[SET PROBLEM 1]
Answer these questions from the post on near-death experiences:
(a) What does Van Lommel conclude about the brain and consciousness?
(b) What is the second of the three facts the post sets out to examine?
(c) What essential quality does the post say tooling always has?
[SET PROBLEM 2] Output the passage of the post on near-death experiences between "The impetus today" and "beyond that issue.", inclusive.
[SET PROBLEM 3] Summarize the post on near-death experiences in two sentences.

[DOCUMENT]
* * * *
The impetus today is still Pin Van Lommel’s book on near-death experiences (see last post). Van Lommel comes from a scientific background; not surprisingly he spends a great deal of time on examining the interaction between the brain and consciousness; he concludes that the brain does not produce consciousness. He doesn’t go beyond that—and that’s fine. Here the saying applies: “Sufficient unto the day the evil thereof” [Matthew 6:34]. His aim is to make a credible case for the survival of consciousness. But I’ve been certain of that for a long time myself, and my interests range beyond that issue.
The three facts I want to examine are these. First, that people in states of coma, with flat EEGs and no sign of brain function, experience themselves alive, alert, able to see, hear, and to move—to think, feel, remember, and, indeed, with sharply intensified powers. Second, that such people, despite these powers, cannot touch anything material. Third, that the brain certainly mediates between physical and mental levels.
That the brain has such a function is one of the data points; another is that the brain—indeed our bodies taken as a whole—behave like machines, like tools. They represent technology—although not technology we have made. Tooling always has the essential quality of “in order to…” Now here is the puzzle. If a spirit sees and hears, has a functioning consciousness, and greater freedom of movement outside than in a body—if it functions well, even better, without tooling than while in possession of it, what parallels does that suggest?
* * * *
[RECORDED DATA]
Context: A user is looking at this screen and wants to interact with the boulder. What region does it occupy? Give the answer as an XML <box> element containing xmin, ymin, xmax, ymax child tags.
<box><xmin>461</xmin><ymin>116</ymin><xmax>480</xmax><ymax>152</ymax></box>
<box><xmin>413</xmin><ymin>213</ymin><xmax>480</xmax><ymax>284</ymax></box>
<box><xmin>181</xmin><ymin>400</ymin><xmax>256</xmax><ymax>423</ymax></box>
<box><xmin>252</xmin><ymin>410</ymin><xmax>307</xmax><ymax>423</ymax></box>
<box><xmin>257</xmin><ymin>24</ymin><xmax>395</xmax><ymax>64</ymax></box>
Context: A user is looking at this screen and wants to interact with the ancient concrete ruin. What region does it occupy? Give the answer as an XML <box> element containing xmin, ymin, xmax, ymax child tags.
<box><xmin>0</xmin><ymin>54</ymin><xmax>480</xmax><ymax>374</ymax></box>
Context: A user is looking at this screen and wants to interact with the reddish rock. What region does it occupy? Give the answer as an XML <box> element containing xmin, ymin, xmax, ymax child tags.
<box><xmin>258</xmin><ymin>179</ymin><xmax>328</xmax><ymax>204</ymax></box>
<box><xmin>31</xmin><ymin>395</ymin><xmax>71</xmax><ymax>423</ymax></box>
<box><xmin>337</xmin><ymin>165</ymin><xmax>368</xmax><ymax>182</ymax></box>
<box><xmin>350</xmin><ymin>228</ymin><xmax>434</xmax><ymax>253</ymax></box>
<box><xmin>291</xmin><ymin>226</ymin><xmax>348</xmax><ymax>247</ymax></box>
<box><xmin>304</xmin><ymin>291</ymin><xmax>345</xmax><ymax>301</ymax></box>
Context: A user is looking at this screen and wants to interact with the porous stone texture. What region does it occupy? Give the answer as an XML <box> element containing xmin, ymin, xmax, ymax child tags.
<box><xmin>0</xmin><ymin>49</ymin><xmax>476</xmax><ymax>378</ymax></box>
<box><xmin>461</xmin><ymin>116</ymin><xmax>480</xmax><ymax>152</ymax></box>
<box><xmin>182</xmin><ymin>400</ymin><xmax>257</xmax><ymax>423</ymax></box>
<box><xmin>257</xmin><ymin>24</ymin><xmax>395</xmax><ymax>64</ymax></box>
* * * *
[REPLY 1]
(a) The brain does not produce consciousness.
(b) People in states of coma, despite their intensified powers, cannot touch anything material.
(c) The quality of "in order to…"

[REPLY 2]
The impetus today is still Pin Van Lommel’s book on near-death experiences (see last post). Van Lommel comes from a scientific background; not surprisingly he spends a great deal of time on examining the interaction between the brain and consciousness; he concludes that the brain does not produce consciousness. He doesn’t go beyond that—and that’s fine. Here the saying applies: “Sufficient unto the day the evil thereof” [Matthew 6:34]. His aim is to make a credible case for the survival of consciousness. But I’ve been certain of that for a long time myself, and my interests range beyond that issue.

[REPLY 3] Starting from Van Lommel's book on near-death experiences, which concludes that the brain does not produce consciousness, the post sets out three facts: people in coma with flat EEGs experience themselves as alive and alert with intensified powers, such people cannot touch anything material, and the brain mediates between physical and mental levels. Treating the brain and body as machine-like tools, the post asks what parallels are suggested if a spirit functions even better without such tooling than with it.